In the news passage below about the Twin Peaks shooting in Waco, which weapons are listed as among the 318 collected by police?

» **Given passage**:
=== Section Start ===
Waco police have said they returned fire after being shot at and that the witnesses’ depictions of events are wrong. While those with pending charges may benefit by blaming authorities, police have declined to release detailed reports from that day and say they are still awaiting ballistic reports.

English said shots came from the restaurant’s patio as he and his wife approached the building. They and other members of their Distorted motorcycle club took cover on the opposite side of the patio.

Steve Cochran, a Navy veteran and member of the Sons of the South club, pulled into the parking lot facing the patio minutes before the shooting began. He was to help set up for the meeting of the Confederation of Clubs and Independents, a group that advocates for biker rights and motorcycle safety.

“I heard one pistol shot. All the rest of the shots I heard were assault rifles,” said Cochran, who took cover behind a crane about 30 yards away. He walked the shooting scene with the AP several days later, showing what he saw and his vantage point.

Cochran said he heard suppressed rounds fired by assault rifles, which are still audible but sound different than a handgun firing.

Police have said 18 officers, four state troopers and more than 200 bikers were at Twin Peaks at the time. Investigators have said the shooting began during an apparent confrontation between the Bandidos, the predominant motorcycle club in Texas, and the Cossacks, and it then spilled into the parking lot. Video viewed by the AP indicated that the fight began outside.

Ron Blackett, a Confederation of Clubs and Independents leader who is a former Army and Coast Guard officer, also reported hearing one or two pistol shots followed by a blast of assault rifle fire from where he was parked in a lot behind Twin Peaks.

According to some records released to the AP following a public information request for 911 calls, Officer Brandon Blasingame reported “shots fired,” to a dispatcher at 12:26 p.m.

“Two shot behind Twin Peaks,” Blasingame reported two minutes later.

“They have an AR-15,” he said in the next dispatch. It was unclear who he meant had the rifle, and if it was something he saw or was told.

The chronology ends at 12:31 p.m. and police have refused to release the rest of the report, saying it could compromise the investigation. Blasingame did not respond to requests for comment.

Waco police spokesman Sgt. W. Patrick Swanton said the witnesses’ depictions of events are “absolutely incorrect,” asserting that police shot fewer rounds than the bikers. He confirmed that some officers carry semi-automatic weapons, which fire a single shot with every pull of the trigger, and automatically reload between shots. Swanton declined to say whether police were equipped with automatic weapons or whether they used such weapons during the shootout. Many U.S. police departments have automatic weapons.

Jennifer Cicolani, of the Bureau of Alcohol, Tobacco, Firearms and Explosives, noted that an automatic gun can shoot more bullets in less time than a semi-automatic weapon.

Swanton declined to say whether assault weapons beyond the gun in the car, an AK-47, had been seized, reiterating that 318 weapons were collected, including that gun, handguns, brass knuckles, knives and chains.

Waco police have sent the weapons to a ballistics lab in Washington, D.C., and say it could take months to get results to show which bullets struck the dead and injured.

After the melee, police records show officers rounded up anyone suspected of being part of a biker gang, targeting those in leather vests and patches. Neither Blackett nor Cochran was arrested. English and his wife were, and were held for more than two weeks before being released on $25,000 bail.

“One of the sheriff’s officers said we were going to be interviewed and turned loose,” said English, who was wearing a leather vest that day with the name of his club on it.

Nearly all of those arrested were charged with engaging in organized crime, a felony. About 60 people had bonded out by Thursday, but those with the closest views of the shooting remain in jail and cannot talk, say the bikers’ attorneys.

A biker rally to support those still in jail is planned for Sunday in Waco.
=== Section End ===
» **Data excerpts**:
=== Section Start ===
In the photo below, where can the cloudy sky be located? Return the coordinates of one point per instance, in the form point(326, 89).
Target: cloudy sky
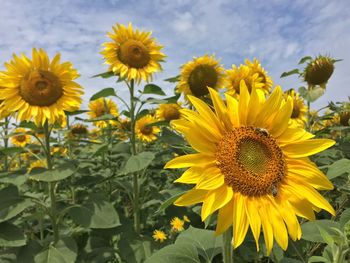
point(277, 32)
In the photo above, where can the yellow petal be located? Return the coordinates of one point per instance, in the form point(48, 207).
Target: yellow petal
point(306, 148)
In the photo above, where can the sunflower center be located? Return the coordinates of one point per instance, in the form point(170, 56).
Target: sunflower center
point(146, 130)
point(20, 138)
point(251, 161)
point(134, 54)
point(41, 88)
point(171, 113)
point(296, 111)
point(201, 77)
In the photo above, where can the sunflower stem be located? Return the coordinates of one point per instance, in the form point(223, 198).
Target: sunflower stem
point(136, 207)
point(6, 142)
point(227, 250)
point(51, 185)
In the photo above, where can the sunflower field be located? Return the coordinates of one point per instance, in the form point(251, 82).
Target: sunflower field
point(229, 168)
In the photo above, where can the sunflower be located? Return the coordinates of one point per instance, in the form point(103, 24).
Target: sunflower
point(298, 116)
point(177, 225)
point(199, 74)
point(100, 107)
point(168, 112)
point(39, 89)
point(251, 165)
point(144, 132)
point(236, 75)
point(159, 235)
point(132, 54)
point(263, 78)
point(22, 139)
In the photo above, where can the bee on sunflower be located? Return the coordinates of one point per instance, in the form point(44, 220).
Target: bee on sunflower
point(39, 89)
point(132, 54)
point(252, 166)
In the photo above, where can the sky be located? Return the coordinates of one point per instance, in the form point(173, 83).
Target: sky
point(276, 32)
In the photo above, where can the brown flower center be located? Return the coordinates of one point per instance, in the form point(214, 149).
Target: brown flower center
point(251, 161)
point(41, 88)
point(171, 113)
point(202, 77)
point(134, 54)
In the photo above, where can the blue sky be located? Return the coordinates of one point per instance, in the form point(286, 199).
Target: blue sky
point(277, 32)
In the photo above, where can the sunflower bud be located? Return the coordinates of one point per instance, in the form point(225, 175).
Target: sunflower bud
point(319, 70)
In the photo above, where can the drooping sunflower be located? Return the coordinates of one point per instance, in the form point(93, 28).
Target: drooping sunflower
point(144, 132)
point(22, 139)
point(263, 77)
point(132, 54)
point(236, 75)
point(38, 89)
point(100, 107)
point(168, 112)
point(298, 116)
point(199, 74)
point(251, 165)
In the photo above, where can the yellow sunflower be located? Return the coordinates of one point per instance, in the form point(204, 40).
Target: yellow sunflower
point(298, 116)
point(132, 54)
point(177, 225)
point(146, 133)
point(199, 74)
point(263, 77)
point(168, 112)
point(22, 139)
point(100, 107)
point(39, 89)
point(159, 235)
point(251, 165)
point(236, 75)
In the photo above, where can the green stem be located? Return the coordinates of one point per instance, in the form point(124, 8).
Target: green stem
point(227, 246)
point(51, 184)
point(6, 143)
point(136, 205)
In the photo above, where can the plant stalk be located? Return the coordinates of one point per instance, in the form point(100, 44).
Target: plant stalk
point(227, 250)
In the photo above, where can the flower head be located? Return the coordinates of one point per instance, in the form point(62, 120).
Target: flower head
point(252, 166)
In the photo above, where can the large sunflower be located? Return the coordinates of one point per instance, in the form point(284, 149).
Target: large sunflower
point(39, 89)
point(100, 107)
point(199, 74)
point(20, 139)
point(144, 132)
point(298, 116)
point(252, 166)
point(132, 54)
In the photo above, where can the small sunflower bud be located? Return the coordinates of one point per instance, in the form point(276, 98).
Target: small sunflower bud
point(319, 70)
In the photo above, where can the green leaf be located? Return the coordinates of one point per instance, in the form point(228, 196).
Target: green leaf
point(173, 79)
point(11, 203)
point(338, 168)
point(304, 59)
point(177, 253)
point(310, 230)
point(169, 202)
point(105, 75)
point(344, 217)
point(11, 236)
point(95, 213)
point(11, 150)
point(103, 93)
point(153, 89)
point(138, 162)
point(64, 251)
point(205, 241)
point(62, 172)
point(288, 73)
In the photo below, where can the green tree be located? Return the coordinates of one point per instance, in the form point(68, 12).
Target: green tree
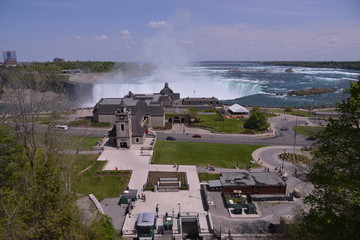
=== Section End ===
» **Expected answer**:
- An AK-47 (the gun in the car)
- Handguns
- Brass knuckles
- Knives
- Chains